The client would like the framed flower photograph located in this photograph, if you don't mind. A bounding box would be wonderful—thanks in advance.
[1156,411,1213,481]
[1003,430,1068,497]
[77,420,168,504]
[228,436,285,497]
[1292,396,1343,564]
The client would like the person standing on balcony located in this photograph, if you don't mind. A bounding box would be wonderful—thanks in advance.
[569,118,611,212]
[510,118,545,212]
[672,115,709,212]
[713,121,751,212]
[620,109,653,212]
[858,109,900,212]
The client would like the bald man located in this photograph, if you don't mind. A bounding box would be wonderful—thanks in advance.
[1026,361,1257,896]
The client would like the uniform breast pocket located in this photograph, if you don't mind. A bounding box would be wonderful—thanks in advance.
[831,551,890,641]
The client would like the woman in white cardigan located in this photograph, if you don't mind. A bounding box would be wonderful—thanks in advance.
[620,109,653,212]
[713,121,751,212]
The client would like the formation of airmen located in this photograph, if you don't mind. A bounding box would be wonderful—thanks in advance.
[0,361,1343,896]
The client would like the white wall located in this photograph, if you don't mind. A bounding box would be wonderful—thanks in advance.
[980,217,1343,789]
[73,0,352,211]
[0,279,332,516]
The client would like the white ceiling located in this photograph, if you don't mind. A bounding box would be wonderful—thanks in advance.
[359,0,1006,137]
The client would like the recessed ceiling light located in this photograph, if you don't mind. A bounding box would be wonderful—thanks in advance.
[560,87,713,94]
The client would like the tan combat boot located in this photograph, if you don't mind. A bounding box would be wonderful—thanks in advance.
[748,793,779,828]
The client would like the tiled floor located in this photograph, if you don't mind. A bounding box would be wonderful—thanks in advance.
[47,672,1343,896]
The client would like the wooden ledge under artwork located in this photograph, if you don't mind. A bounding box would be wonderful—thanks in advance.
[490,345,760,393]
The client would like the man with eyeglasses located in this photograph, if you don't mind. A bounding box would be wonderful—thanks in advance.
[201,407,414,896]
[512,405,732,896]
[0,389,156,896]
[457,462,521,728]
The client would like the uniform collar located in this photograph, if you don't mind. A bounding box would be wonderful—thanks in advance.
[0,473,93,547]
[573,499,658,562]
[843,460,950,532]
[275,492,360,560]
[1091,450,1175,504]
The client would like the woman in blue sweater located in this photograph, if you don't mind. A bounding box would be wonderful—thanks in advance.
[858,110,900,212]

Consegna dell'esercizio:
Ricopia parola per parola tutte le voci riportate sopra, senza modificarne nulla.

Risposta all'esercizio:
The client would like the framed flower photograph located in this photograph, if you don't mind. A bounding box would be wonderful—thanks in advance.
[1156,411,1213,481]
[1003,430,1068,497]
[77,420,168,504]
[228,436,285,497]
[1292,396,1343,564]
The client would like the person standing on balcony located in this photograph, if you don't mind. A bounding box would be wonderful—thanks in advance.
[569,118,611,212]
[510,118,545,212]
[672,115,709,212]
[713,121,751,212]
[620,109,653,212]
[858,109,900,212]
The client would like the bald man located in this photograph, if you don't mind. A bounding box would be wonderful—thanks in advance.
[1026,361,1257,896]
The client would like the uniform breast pocket located in this photograph, if you don't mind. A bounding box would be wonderful—thanks in advance.
[831,551,890,641]
The client would like the woman in white cardigan located in this photograph, if you don't mind. A bounding box would be wonderful—thanks in advance.
[620,109,653,212]
[713,121,751,212]
The client would like the formation of airmen located in this photograph, if you don't mind. A bounding box would be wonderful—thanks in advance.
[0,361,1343,896]
The client would like the white wall located in this photograph, if you don't mind. A bounding box would be wonderful—thanks in advance.
[980,217,1343,789]
[73,0,352,211]
[0,279,332,516]
The client would like the white ceiling located in this photograph, if you don't mind. A bounding box would be wonderful—thanks in advance.
[359,0,1006,137]
The client would like the recessed ceiling light located in this photograph, if you don't mind. A bounding box would be wonderful—thanks in advance.
[560,87,713,94]
The client would like the tan combat boot located in this photograph, if you don't mind. A bounding box would be wonderful—thanks in advance.
[748,793,779,828]
The client would like the tiled floor located in this photograph, if you don't mind. A bounding box would be wonderful—thanks in advance.
[47,672,1343,896]
The client would like the wooden ledge under artwork located in this photograph, if you don't mind. A bounding box would be wonderful—thanks in advance.
[490,345,760,393]
The client would like the man with eyeglasses located in this photograph, if you don't mind. A bounding box would be wonderful—thanks in advance.
[201,407,414,896]
[512,405,732,896]
[0,389,156,896]
[457,462,521,728]
The client would like the uniform collar located in this photograph, if you don't mind. A bounding box would be wonderful—thanks in advance.
[0,473,93,547]
[573,499,658,562]
[843,460,950,532]
[275,492,360,560]
[1091,450,1175,504]
The client would like the woman in blue sweater located in this photograph, if you don't mind. A bounding box would be wonderful—thanks in advance.
[858,110,900,212]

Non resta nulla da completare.